Dataset entries:

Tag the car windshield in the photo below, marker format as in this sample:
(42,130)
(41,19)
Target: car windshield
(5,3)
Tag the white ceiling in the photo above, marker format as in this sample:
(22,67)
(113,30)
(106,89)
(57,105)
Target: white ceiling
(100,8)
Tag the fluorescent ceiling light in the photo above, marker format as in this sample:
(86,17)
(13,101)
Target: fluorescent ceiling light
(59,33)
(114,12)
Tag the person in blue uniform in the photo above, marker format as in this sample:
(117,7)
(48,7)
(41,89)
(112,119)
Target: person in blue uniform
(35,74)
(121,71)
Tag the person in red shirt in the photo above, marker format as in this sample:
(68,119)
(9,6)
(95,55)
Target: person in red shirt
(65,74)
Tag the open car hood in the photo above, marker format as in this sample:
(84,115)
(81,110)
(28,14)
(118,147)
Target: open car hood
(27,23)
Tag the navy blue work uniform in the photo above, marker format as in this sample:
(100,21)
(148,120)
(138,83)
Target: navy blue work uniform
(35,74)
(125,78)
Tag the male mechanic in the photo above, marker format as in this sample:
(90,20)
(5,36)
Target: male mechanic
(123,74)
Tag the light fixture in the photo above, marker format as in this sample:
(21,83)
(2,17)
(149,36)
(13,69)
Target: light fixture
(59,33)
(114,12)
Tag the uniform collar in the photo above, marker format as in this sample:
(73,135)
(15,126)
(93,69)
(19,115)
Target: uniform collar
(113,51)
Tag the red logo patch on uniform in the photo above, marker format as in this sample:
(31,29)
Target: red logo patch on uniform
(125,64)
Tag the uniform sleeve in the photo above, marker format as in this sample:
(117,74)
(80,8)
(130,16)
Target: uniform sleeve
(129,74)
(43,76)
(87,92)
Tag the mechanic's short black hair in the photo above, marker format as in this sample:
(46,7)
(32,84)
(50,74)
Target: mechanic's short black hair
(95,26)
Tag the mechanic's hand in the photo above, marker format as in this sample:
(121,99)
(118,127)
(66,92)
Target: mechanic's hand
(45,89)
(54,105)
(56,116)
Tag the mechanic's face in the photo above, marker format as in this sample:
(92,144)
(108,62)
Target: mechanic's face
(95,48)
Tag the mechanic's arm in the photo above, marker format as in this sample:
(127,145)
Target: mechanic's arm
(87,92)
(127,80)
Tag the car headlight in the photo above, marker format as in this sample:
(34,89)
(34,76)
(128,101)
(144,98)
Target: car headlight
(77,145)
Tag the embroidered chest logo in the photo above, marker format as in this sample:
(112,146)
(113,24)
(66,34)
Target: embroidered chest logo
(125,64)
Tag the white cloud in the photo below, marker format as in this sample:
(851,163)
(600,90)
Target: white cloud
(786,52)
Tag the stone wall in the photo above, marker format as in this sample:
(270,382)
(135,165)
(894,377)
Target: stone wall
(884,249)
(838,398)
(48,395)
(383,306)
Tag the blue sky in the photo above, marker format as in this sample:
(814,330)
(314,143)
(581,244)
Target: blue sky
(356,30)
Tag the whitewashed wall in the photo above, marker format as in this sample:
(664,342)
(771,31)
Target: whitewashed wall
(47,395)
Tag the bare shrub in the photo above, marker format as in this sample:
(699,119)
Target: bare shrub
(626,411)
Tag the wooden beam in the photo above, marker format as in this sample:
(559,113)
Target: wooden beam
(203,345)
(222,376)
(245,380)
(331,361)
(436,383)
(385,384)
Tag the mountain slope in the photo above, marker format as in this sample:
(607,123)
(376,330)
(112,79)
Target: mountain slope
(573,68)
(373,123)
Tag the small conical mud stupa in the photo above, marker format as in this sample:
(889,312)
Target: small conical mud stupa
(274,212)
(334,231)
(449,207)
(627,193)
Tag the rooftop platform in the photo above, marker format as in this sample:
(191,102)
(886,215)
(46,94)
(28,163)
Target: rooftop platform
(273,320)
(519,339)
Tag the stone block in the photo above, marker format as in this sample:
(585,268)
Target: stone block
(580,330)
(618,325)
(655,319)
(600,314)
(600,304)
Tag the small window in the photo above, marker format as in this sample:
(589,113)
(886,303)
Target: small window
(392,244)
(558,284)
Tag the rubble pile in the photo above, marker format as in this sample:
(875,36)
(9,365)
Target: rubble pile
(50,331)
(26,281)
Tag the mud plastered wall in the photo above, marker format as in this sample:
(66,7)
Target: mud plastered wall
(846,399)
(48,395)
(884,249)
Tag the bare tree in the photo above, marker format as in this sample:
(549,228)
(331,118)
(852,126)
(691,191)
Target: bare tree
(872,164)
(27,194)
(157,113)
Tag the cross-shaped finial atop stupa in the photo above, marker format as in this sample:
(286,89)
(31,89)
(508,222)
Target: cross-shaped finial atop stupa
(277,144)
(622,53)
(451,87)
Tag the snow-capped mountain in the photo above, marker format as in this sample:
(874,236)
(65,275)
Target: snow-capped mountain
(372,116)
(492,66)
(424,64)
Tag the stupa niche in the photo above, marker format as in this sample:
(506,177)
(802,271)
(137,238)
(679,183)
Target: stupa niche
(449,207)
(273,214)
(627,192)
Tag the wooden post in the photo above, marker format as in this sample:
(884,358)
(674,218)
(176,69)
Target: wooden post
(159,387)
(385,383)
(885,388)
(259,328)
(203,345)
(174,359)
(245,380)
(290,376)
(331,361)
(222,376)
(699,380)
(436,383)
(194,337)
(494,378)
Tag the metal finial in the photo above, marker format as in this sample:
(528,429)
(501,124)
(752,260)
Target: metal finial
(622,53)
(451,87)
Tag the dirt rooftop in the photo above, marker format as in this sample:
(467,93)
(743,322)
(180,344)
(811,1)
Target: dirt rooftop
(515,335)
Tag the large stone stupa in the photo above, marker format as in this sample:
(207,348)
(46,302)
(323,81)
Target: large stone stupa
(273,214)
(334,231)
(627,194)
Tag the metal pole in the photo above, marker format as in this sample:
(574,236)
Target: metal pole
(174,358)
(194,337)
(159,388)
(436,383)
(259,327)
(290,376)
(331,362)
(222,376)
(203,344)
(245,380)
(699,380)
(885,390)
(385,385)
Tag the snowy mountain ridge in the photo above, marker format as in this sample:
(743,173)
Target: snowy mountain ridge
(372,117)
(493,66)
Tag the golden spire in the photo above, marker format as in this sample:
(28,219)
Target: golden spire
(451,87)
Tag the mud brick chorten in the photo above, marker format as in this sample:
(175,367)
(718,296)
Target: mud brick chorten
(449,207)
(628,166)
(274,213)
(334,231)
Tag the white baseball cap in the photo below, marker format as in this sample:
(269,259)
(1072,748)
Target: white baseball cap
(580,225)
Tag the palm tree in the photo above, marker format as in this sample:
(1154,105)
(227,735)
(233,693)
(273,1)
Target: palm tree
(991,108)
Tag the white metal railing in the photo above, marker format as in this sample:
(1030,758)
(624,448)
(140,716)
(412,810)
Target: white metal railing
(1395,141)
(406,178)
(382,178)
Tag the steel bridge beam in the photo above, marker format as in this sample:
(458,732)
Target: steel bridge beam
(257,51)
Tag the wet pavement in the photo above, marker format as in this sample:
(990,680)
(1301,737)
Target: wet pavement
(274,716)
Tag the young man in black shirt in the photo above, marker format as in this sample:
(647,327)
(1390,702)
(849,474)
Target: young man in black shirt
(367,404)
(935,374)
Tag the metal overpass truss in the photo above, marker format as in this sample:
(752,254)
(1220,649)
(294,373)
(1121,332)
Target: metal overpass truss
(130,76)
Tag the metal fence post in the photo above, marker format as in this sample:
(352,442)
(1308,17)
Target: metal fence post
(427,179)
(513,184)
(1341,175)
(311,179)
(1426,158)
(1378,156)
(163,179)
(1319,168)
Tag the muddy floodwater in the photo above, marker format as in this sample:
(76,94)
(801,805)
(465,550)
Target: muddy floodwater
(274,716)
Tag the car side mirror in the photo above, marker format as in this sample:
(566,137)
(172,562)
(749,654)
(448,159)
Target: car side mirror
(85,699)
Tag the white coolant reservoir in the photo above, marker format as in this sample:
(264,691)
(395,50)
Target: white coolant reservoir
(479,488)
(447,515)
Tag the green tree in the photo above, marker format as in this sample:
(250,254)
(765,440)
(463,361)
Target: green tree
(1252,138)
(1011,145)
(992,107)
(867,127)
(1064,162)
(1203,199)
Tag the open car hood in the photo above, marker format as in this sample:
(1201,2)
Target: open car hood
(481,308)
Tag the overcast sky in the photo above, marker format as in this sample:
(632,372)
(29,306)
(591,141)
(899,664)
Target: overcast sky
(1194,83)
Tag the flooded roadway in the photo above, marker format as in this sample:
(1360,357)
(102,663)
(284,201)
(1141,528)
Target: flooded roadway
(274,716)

#### AIM OF THE EXERCISE
Pull out every line above that holds the word "below".

#### EXERCISE RESULT
Tag the car windshield in the photo below, marker format as in this sample:
Tag the white cloud in the photo below, marker format as in this sample:
Tag the white baseball cap in the photo below, marker format as in this sample:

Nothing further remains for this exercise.